*Verilen alıntı*.
= = =
Ata Terzibaşı’nın Borcu Ödenmez

51

Yüce Tanrı Adıyla;

Sayın üstat (Ata Terzibaşı) ile 1956 yılında tanıştıydık. O gün bugündür ikiz kardeşler kadar birbirimizi sevmekte ve edebi alanlarda bir ömür boyudur yardımlaşmaktayız. Bu düşünmüş yıldız adam hakkında bilgim isteyince, şaşkın şaşkın alarak ü düşünmüş ve hangi üstün meziyetlerini kaleme alayım demiştim! “Afak a sığmayan “Vefa’sından mı? -Devleri Üstat At çöktüren havari” cefasından mı? Tanrıdan başkasına eğilmeyen yüksek kafasından mı? -Yıldırım çakan “abkari” si “zekâsından mı? Yoksa da krallık döneminde İngilizler emriyle ölüme mahkûm edilen, hatta mezarı kazılan edebiyatımız son nefesinde kurtaran mucuzi “çabasından mı? Söz edeyim!

Tarih için söylüyorum O, olmasa bu günlerde komşu ülkelere Türkmen kültürünün ne sesi ne de dede ruhani nefesi vardı! Evet, biz Türkmen edebiyatçıları daha yıllar ve yıllar boyu Ata Beyin üzerimizdeki borcunun onda birini ödemeyiz diyerim. Son olarak, samimi duygularımın tercümanı sayılan aşağıdaki dörtlüğü okuyuculara armağanlamakla kıvanç duyarken, saygı değer üstat Ata Terzibaşı’nın kimliği ve eserleri hakkında kitap hazırlayan Sayın Aydin Abdul cebbar efendiye kendim ve tüm Türkmen edebiyatçıları adına şükranlarımı sunmakla yetinirim.
= = =
*Toplanan malzeme*.
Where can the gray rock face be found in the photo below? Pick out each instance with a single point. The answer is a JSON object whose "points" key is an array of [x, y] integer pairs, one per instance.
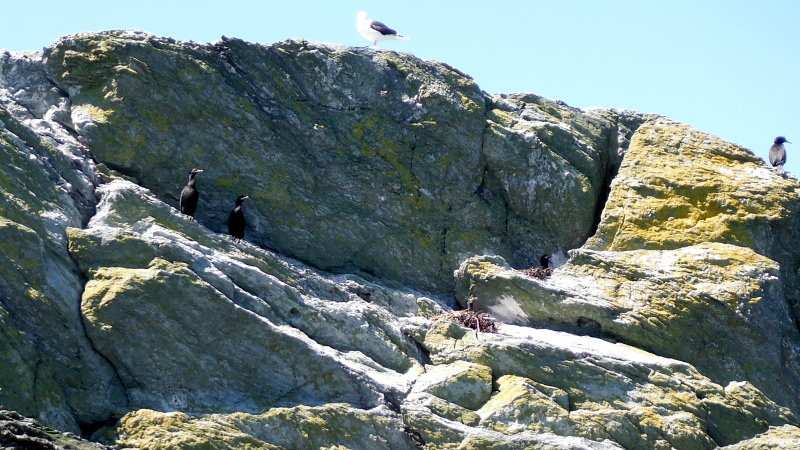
{"points": [[373, 176], [354, 158]]}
= = =
*Yapılacak iş*.
Ata Terzibaşı üzerine verilen alıntıya göre şu soruları cevaplayın:
(a) Yazar, Ata Terzibaşı ile hangi yılda tanışmıştır?
(b) Türkmen edebiyatçılarının yıllar boyu Ata Bey'e olan borcunun ne kadarını ödeyemeyecekleri söyleniyor?
(c) Yazar, Ata Terzibaşı'nın kimliği ve eserleri hakkında kitap hazırlayan kime şükranlarını sunuyor?

*Çözümlü cevap*.
(a) 1956 yılında.
(b) Onda birini.
(c) Sayın Aydin Abdul cebbar efendiye.